◆ THE EXERCISE:
Rewrite the items below as a numbered list with one line per entry, skipping any blank lines. Leave the pictures out of your answer.

◆ SOURCE MATERIAL:
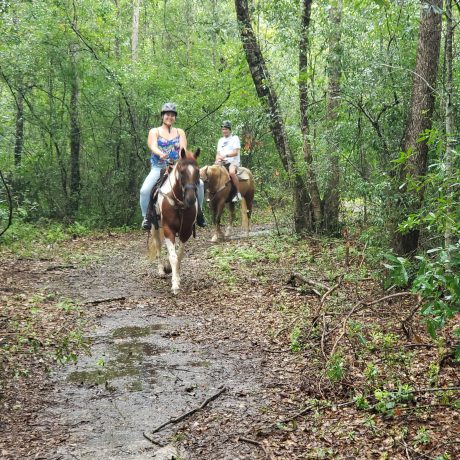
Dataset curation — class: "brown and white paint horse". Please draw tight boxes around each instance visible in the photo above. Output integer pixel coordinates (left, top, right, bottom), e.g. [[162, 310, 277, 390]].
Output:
[[200, 165, 255, 242], [149, 149, 200, 294]]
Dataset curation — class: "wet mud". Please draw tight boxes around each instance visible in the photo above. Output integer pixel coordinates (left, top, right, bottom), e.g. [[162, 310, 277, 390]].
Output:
[[41, 234, 270, 460]]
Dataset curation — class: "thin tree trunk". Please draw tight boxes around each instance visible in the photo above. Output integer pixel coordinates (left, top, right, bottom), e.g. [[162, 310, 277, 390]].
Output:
[[69, 45, 81, 219], [131, 0, 141, 62], [324, 0, 342, 232], [14, 87, 24, 169], [444, 0, 455, 249], [299, 0, 323, 231], [392, 0, 442, 255], [235, 0, 311, 233]]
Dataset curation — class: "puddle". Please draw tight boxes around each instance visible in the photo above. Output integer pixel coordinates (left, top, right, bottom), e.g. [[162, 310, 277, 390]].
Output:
[[188, 361, 211, 368], [46, 308, 262, 460], [112, 324, 165, 339], [67, 341, 161, 391]]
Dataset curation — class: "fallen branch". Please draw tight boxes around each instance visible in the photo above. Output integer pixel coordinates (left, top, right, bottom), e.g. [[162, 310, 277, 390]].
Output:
[[288, 273, 330, 291], [46, 265, 77, 272], [277, 401, 355, 425], [142, 387, 226, 436], [237, 436, 272, 459], [320, 280, 342, 305], [84, 296, 126, 305], [329, 292, 419, 356]]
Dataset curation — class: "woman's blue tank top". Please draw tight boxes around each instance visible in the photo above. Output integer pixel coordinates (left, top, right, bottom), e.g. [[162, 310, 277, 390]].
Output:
[[150, 134, 180, 168]]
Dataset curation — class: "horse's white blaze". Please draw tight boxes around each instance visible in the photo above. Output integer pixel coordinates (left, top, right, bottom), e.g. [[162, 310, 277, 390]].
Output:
[[165, 238, 180, 294]]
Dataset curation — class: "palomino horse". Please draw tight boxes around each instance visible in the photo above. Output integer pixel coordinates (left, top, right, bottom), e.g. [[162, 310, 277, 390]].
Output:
[[200, 165, 255, 241], [149, 149, 200, 294]]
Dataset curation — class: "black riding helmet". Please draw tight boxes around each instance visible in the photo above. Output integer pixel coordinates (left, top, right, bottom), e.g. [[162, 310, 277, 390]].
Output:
[[161, 102, 177, 117]]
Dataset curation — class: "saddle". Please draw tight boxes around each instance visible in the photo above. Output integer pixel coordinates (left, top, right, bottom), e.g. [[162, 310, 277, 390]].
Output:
[[222, 163, 249, 203]]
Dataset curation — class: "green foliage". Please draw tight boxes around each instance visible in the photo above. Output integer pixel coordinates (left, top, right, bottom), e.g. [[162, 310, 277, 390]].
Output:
[[290, 326, 303, 353], [373, 385, 413, 416], [326, 352, 346, 383], [384, 243, 460, 338], [413, 244, 460, 337]]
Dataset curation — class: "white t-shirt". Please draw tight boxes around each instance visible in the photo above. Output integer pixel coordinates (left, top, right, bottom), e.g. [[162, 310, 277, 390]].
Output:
[[217, 135, 241, 166]]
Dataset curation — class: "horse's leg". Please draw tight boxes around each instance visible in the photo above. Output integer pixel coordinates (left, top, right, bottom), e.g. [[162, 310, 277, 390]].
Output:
[[149, 226, 166, 278], [241, 198, 249, 237], [165, 236, 180, 294], [225, 201, 235, 237], [241, 179, 255, 237], [211, 197, 225, 242]]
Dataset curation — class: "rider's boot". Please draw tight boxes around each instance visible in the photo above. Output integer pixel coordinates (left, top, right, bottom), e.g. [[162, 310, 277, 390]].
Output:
[[196, 205, 206, 228], [142, 217, 152, 230]]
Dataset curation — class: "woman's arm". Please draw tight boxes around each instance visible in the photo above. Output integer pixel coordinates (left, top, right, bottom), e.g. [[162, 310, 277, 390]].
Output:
[[147, 128, 168, 160], [177, 128, 187, 151]]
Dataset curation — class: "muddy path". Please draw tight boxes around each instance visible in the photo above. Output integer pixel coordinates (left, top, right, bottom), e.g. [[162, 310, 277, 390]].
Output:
[[38, 230, 284, 460], [0, 229, 460, 460]]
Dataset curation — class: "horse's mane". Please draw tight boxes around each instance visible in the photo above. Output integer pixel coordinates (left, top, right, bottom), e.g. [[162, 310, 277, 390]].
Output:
[[182, 150, 198, 164]]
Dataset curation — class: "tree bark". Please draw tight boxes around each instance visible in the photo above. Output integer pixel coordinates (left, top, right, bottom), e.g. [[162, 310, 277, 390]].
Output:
[[392, 0, 442, 255], [324, 0, 342, 233], [235, 0, 311, 233], [444, 0, 455, 250], [69, 45, 81, 219], [131, 0, 141, 62], [299, 0, 323, 231], [14, 87, 24, 169]]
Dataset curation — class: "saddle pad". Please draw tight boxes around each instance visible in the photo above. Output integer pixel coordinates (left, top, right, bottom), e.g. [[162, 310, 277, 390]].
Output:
[[236, 167, 249, 180]]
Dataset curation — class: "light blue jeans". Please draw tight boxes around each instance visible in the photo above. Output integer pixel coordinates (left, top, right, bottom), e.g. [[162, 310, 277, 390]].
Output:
[[139, 166, 204, 217]]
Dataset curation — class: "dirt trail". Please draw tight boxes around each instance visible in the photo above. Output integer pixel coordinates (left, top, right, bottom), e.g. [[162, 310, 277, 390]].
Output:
[[39, 230, 269, 460]]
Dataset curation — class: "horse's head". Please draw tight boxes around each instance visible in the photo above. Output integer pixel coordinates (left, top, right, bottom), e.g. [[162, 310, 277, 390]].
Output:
[[176, 149, 200, 209]]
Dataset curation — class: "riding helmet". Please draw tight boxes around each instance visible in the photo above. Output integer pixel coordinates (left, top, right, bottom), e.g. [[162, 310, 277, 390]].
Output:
[[161, 102, 177, 116]]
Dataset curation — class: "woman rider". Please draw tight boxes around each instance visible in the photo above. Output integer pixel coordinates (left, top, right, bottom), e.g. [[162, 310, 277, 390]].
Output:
[[140, 102, 206, 230]]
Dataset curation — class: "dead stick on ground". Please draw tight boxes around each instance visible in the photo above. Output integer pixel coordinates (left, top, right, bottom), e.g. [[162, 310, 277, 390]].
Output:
[[291, 273, 330, 291], [330, 292, 418, 356], [84, 297, 126, 305], [278, 401, 355, 425], [238, 436, 273, 459], [143, 387, 226, 439], [320, 280, 342, 305]]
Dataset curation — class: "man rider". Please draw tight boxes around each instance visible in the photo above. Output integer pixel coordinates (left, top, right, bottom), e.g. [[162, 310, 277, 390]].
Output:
[[215, 120, 241, 201]]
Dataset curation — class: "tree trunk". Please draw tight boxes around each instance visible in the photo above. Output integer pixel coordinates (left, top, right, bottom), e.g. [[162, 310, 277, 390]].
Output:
[[444, 0, 455, 249], [69, 45, 81, 219], [392, 0, 442, 255], [14, 87, 24, 169], [131, 0, 141, 62], [323, 0, 342, 233], [299, 0, 323, 231], [235, 0, 311, 233]]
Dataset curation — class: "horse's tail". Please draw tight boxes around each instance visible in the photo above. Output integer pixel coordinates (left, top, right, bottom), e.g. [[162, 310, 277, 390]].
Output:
[[240, 198, 251, 235]]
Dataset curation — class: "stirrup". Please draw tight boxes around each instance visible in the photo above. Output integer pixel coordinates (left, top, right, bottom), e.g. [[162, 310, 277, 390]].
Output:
[[142, 217, 152, 230], [232, 192, 243, 203]]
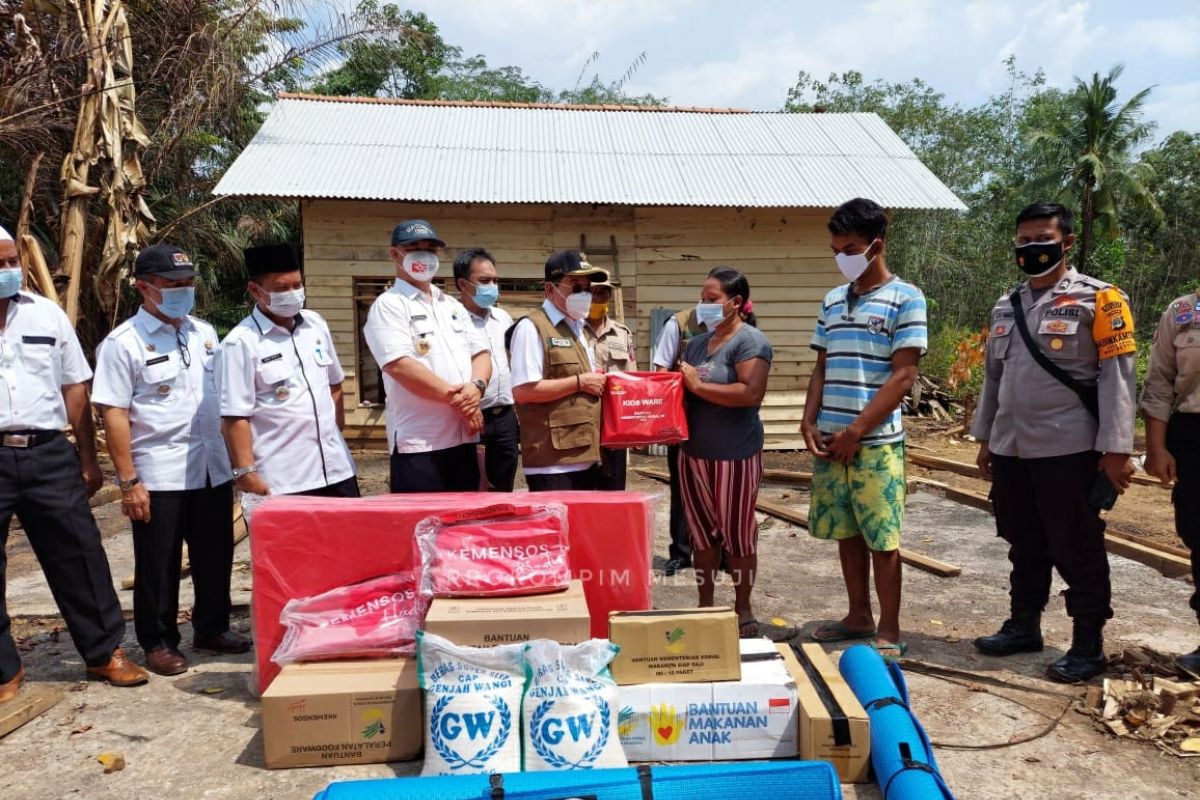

◆ RESULT BELOW:
1. Dataset curation — class: "brown and white paint horse". Please draw tight boxes around each instance visible in the photo above. Output integer pixel coordinates (left, top, right, bottom), e.g. [[162, 310, 277, 390]].
2. Output:
3. [[200, 165, 255, 242], [149, 149, 200, 294]]
4. Dataset curation — class: "wet mud". Please draw tight boxes around each instance visible in the photo above. Output integer pixel coordinates (left, top, right, bottom), e.g. [[162, 310, 277, 390]].
5. Output:
6. [[41, 234, 270, 460]]
7. Dataset curation — class: "thin tree trunk". Please draw tight boxes around each instance visible in the photo above. Output integer pixel coordinates (left, top, right, bottom), e.g. [[162, 310, 277, 390]].
8. Output:
9. [[69, 45, 81, 219], [131, 0, 141, 62], [324, 0, 342, 232], [14, 87, 24, 169], [444, 0, 455, 249], [299, 0, 323, 231], [392, 0, 442, 255], [235, 0, 311, 233]]
10. Dataset curation — class: "puddle". Please draw tight boxes around each instance visible in the photo above. Output integer pixel coordinates (left, top, right, bottom), e.g. [[162, 310, 277, 390]].
11. Output:
12. [[188, 361, 211, 368], [46, 308, 262, 460], [112, 324, 165, 339], [67, 341, 161, 391]]
13. Dataset curation — class: "fallen branch". Please draw tight boxes around each instance visible in the photo above. Output integer pixel coordinates (left, top, right, bottom), e.g. [[162, 310, 277, 390]].
14. Output:
15. [[288, 273, 330, 291], [46, 265, 77, 272], [277, 401, 355, 425], [142, 387, 226, 436], [237, 436, 272, 459], [320, 280, 342, 305], [84, 296, 126, 305], [329, 292, 419, 356]]
16. Dataset curation — class: "woman's blue tank top". Please draw tight boxes around each instance visible in the photo above. Output integer pixel coordinates (left, top, right, bottom), e.g. [[162, 310, 277, 390]].
17. Output:
18. [[150, 134, 180, 168]]
19. Dataset curation — class: "horse's white blaze". Please draw tight boxes around each instance visible in the photo above. Output integer pixel coordinates (left, top, right, bottom), e.g. [[162, 310, 277, 390]].
20. Output:
21. [[165, 238, 180, 294]]
22. Dataset curation — class: "palomino horse". Please draw tight boxes around each instance visible in the photo above. Output integer pixel coordinates (left, top, right, bottom), e.g. [[162, 310, 277, 390]].
23. Output:
24. [[200, 165, 255, 241], [149, 149, 200, 294]]
25. Dataset curation — class: "black riding helmet". Please draw tight boxes around each instance visible in the photo above. Output integer pixel coordinates (left, top, right, bottom), e.g. [[162, 310, 277, 390]].
26. Output:
27. [[161, 102, 177, 117]]
28. Dataset curation — class: "saddle". Please draw tight boxes around each instance visible in the photo above. Output integer pixel coordinates (left, top, right, bottom), e.g. [[162, 310, 277, 390]].
29. Output:
30. [[222, 163, 249, 203]]
31. Dataset curation — class: "green foliage". Please draw tight boxes around each instance visible in the photo above. Output integer pixel coordinates (left, top, right, bottom), e.g. [[162, 310, 277, 390]].
32. Output:
33. [[290, 326, 303, 353], [373, 385, 413, 416], [326, 352, 346, 383], [384, 243, 460, 338], [413, 244, 460, 337]]
34. Dataset curation — class: "white t-shirt". Please draw tight boxes around each instance visible in the photo above. Output integer pixel coordinates (left, top, right, bottom), e.g. [[162, 310, 277, 390]].
35. Output:
36. [[217, 135, 241, 166]]
37. Dataset curation — class: "horse's leg". Please draw tight boxes around each instance visible in the photo above. Output integer pixel coordinates (left, top, right, bottom), e.g. [[162, 310, 277, 390]].
38. Output:
39. [[149, 226, 166, 278], [241, 198, 249, 237], [165, 236, 180, 294], [225, 201, 235, 237], [241, 179, 255, 237], [211, 197, 225, 242]]
40. Dataset curation — class: "rider's boot". Please draw tight boxes around each instance visible in the photo above. Output integer pixel coordinates (left, top, right, bottom), e.g. [[162, 310, 277, 390]].
41. Output:
42. [[196, 205, 206, 228], [142, 217, 152, 230]]
43. Dataset curation — class: "woman's arm". Please draw tight boxes around each instance visible in the photo above. Output integer pixel coordinates (left, top, right, bottom), e.g. [[162, 310, 277, 390]].
44. Output:
45. [[147, 128, 168, 160], [177, 128, 187, 151]]
46. Dataset curation — class: "muddy path". Please draw tight boxes around each instance visible in the photo above. Output integer pixel coordinates (left, top, right, bottom), e.g. [[162, 310, 277, 390]].
47. Output:
48. [[38, 230, 284, 460], [0, 229, 460, 460]]
49. Dataset curation — class: "horse's mane". Please draw tight boxes around each instance visible in the photo above. Output integer pixel coordinates (left, top, right, bottom), e.g. [[162, 310, 277, 390]].
50. Output:
51. [[182, 150, 198, 164]]
52. Dataset curation — class: "tree bark". Please draw tight boxes around each instance visible in the photo above. Output integer pixel coordinates (left, top, right, bottom), e.g. [[162, 310, 277, 390]].
53. Output:
54. [[392, 0, 442, 255], [324, 0, 342, 233], [235, 0, 311, 233], [444, 0, 455, 250], [69, 45, 81, 219], [131, 0, 141, 62], [299, 0, 323, 231], [14, 87, 24, 169]]
55. Dataset curation — class: "saddle pad". Please draw tight boxes around each instance visible in the photo above. Output integer pixel coordinates (left, top, right, bottom), e.g. [[162, 310, 277, 390]].
56. Output:
57. [[236, 167, 249, 180]]
58. Dataset curation — class: "light blue jeans". Please draw tight boxes around each instance visible in the photo above. Output integer pixel coordinates (left, top, right, bottom), e.g. [[162, 310, 277, 390]].
59. Output:
60. [[139, 166, 204, 217]]
61. Dataset curation — class: "dirt trail". Please draw tight boxes around each instance visible in the photo above. Output integer pixel coordinates (left, top, right, bottom), e.g. [[162, 310, 277, 390]].
62. Output:
63. [[39, 230, 269, 460]]
64. Dataset curation — class: "horse's head". Please draw tight boxes around each instance visible in the photo above. Output integer pixel coordinates (left, top, right, bottom), e.g. [[162, 310, 277, 390]].
65. Output:
66. [[176, 149, 200, 209]]
67. Dataset curation — class: "riding helmet". Please draw tight boxes around each instance visible in the photo above. Output integer pixel coordinates (left, top, right, bottom), e.g. [[162, 310, 277, 390]].
68. Output:
69. [[161, 102, 177, 116]]
70. Dataset curation — class: "woman rider". Please draw tight boxes around each instance visible in the photo above. Output integer pixel coordinates (left, top, right, bottom), e.g. [[162, 310, 277, 390]].
71. Output:
72. [[140, 102, 206, 230]]
73. Dataset curation — class: "dead stick on ground". Please draw tight boxes around each instance visible in the photo above. Output integer pixel coordinates (left, top, right, bottom), e.g. [[162, 310, 277, 390]].
74. Output:
75. [[291, 273, 330, 291], [330, 292, 418, 356], [84, 297, 126, 305], [278, 401, 355, 425], [238, 436, 273, 459], [143, 387, 226, 439], [320, 280, 342, 305]]
76. Dataset curation — class: "man rider". Please draw tight boxes around each instance visible in the photo above. Output integer pixel coordinates (left, top, right, bottom), e.g. [[162, 310, 277, 390]].
77. Output:
78. [[215, 120, 241, 201]]
79. Dataset curation — class: "tree trunk". Please draw tight boxes around each instance visible in the photo above. Output integer pixel coordinates (left, top, right, bottom), e.g. [[162, 310, 277, 390]].
80. Output:
81. [[444, 0, 455, 249], [69, 45, 81, 219], [392, 0, 442, 255], [14, 87, 24, 169], [131, 0, 141, 62], [323, 0, 342, 233], [299, 0, 323, 231], [235, 0, 311, 233]]
82. Dataset curation — class: "horse's tail". Please draw tight boxes around each instance visible in the photo above. Output integer pixel coordinates (left, top, right, bottom), e.g. [[162, 310, 277, 390]].
83. Output:
84. [[240, 198, 251, 235]]
85. Dataset curation — class: "stirrup". Please draw tight boxes around each instance visible in the photo above. Output integer pixel coordinates (left, top, right, bottom), e.g. [[162, 310, 277, 390]].
86. Output:
87. [[142, 217, 152, 230], [232, 192, 243, 203]]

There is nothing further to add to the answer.